* BEGIN Given records *

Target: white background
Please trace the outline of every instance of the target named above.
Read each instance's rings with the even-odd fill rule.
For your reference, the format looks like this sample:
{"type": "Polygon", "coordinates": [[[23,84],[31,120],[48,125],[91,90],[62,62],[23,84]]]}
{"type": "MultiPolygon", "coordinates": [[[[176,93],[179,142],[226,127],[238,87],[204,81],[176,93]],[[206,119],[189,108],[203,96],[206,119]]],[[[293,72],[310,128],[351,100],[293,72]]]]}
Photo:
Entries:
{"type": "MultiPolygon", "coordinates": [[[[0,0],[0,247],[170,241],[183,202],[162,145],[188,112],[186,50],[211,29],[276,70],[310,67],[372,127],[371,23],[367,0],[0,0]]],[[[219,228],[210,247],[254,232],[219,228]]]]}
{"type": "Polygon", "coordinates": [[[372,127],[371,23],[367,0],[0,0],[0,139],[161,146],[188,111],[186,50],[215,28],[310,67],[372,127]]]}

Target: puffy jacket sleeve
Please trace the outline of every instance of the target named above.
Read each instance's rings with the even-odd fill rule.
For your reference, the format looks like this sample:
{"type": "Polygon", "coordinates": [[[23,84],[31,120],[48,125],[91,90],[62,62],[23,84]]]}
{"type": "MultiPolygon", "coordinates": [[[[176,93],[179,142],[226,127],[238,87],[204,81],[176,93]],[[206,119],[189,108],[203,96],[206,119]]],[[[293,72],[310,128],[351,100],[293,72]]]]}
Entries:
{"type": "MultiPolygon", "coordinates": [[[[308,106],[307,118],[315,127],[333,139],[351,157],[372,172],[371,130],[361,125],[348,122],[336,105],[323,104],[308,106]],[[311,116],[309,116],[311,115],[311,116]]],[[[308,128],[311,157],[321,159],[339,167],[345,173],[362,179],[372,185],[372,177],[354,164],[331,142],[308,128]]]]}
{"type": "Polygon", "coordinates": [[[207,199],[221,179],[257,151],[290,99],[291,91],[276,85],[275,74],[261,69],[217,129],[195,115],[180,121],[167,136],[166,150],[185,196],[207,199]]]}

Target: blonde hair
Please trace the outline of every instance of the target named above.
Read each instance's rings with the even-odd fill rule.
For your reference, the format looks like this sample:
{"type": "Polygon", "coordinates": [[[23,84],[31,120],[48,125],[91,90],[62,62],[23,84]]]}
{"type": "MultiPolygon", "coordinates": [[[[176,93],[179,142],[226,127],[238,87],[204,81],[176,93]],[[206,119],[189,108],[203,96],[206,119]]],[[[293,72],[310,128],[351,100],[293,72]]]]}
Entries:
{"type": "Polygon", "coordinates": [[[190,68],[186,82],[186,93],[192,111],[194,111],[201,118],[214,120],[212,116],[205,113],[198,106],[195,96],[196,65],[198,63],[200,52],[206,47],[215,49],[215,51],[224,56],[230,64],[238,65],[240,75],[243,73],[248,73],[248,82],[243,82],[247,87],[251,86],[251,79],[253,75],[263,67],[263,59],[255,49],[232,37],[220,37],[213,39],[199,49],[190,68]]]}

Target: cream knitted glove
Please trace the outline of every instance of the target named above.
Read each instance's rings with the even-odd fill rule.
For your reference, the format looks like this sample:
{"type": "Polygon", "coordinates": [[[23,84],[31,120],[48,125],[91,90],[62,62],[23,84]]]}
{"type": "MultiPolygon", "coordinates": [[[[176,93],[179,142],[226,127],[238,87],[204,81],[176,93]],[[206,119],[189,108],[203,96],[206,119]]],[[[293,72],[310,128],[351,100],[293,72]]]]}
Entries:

* END Given records *

**Your instructions:**
Please pull out every row above and reproduce each of its lines verbatim, in the same order.

**Task solution:**
Target: white background
Please trace the outline of every instance of the target named above.
Read each instance's rings with the even-odd fill rule.
For your reference, the format looks like this sample:
{"type": "Polygon", "coordinates": [[[23,84],[31,120],[48,125],[91,90],[62,62],[23,84]]]}
{"type": "MultiPolygon", "coordinates": [[[[176,93],[179,142],[226,127],[238,87],[204,81],[176,93]],[[206,119],[189,108],[203,96],[206,119]]],[[[293,72],[310,128],[351,100],[293,72]]]]}
Photo:
Entries:
{"type": "MultiPolygon", "coordinates": [[[[0,0],[0,247],[170,241],[183,202],[162,145],[188,112],[186,50],[211,29],[276,70],[310,67],[372,127],[371,23],[367,0],[0,0]]],[[[219,228],[210,247],[254,232],[219,228]]]]}
{"type": "Polygon", "coordinates": [[[372,127],[371,23],[367,0],[0,0],[0,139],[161,146],[188,111],[186,50],[215,28],[310,67],[372,127]]]}

Target: puffy jacket sleeve
Please trace the outline of every instance of the target named above.
Read each instance's rings with the even-odd fill rule.
For your reference, the format looks like this sample:
{"type": "Polygon", "coordinates": [[[23,84],[31,120],[48,125],[91,90],[62,62],[23,84]]]}
{"type": "MultiPolygon", "coordinates": [[[[176,93],[179,142],[226,127],[238,87],[204,81],[176,93]],[[206,119],[189,108],[203,96],[206,119]]],[[[293,72],[310,128],[351,100],[293,72]]]]}
Entries:
{"type": "MultiPolygon", "coordinates": [[[[308,106],[307,118],[315,127],[333,139],[351,157],[372,172],[371,130],[361,125],[348,122],[336,105],[323,104],[308,106]],[[311,116],[309,116],[311,115],[311,116]]],[[[308,128],[311,157],[321,159],[339,167],[345,173],[362,179],[372,185],[372,177],[354,164],[331,142],[308,128]]]]}
{"type": "Polygon", "coordinates": [[[207,199],[221,179],[257,151],[290,99],[291,91],[276,85],[275,74],[261,69],[217,129],[195,115],[180,121],[167,136],[166,150],[185,196],[207,199]]]}

Target: blonde hair
Please trace the outline of every instance of the target named above.
Read each instance's rings with the even-odd fill rule.
For your reference, the format looks like this sample:
{"type": "Polygon", "coordinates": [[[23,84],[31,120],[48,125],[91,90],[62,62],[23,84]]]}
{"type": "MultiPolygon", "coordinates": [[[[176,93],[179,142],[226,127],[238,87],[204,81],[176,93]],[[206,119],[189,108],[203,96],[206,119]]],[[[293,72],[310,128],[351,100],[293,72]]]]}
Entries:
{"type": "Polygon", "coordinates": [[[190,68],[186,82],[186,93],[192,111],[194,111],[201,118],[214,120],[212,116],[205,113],[198,106],[195,96],[196,65],[198,63],[200,52],[206,47],[215,49],[215,51],[224,56],[230,64],[238,65],[240,75],[243,73],[248,73],[248,82],[243,82],[247,87],[251,86],[251,79],[253,75],[263,67],[263,59],[255,49],[232,37],[220,37],[213,39],[199,49],[190,68]]]}

Target: cream knitted glove
Please trace the outline of every instance of the target named above.
Read each instance's rings with the even-odd fill rule.
For your reference, the format looks like this sample:
{"type": "Polygon", "coordinates": [[[23,84],[31,120],[48,125],[91,90],[62,62],[23,84]]]}
{"type": "MultiPolygon", "coordinates": [[[[176,93],[179,142],[226,127],[238,87],[204,81],[176,93]],[[206,119],[189,108],[203,96],[206,119]]],[[[293,72],[310,128],[351,100],[293,72]]]]}
Entries:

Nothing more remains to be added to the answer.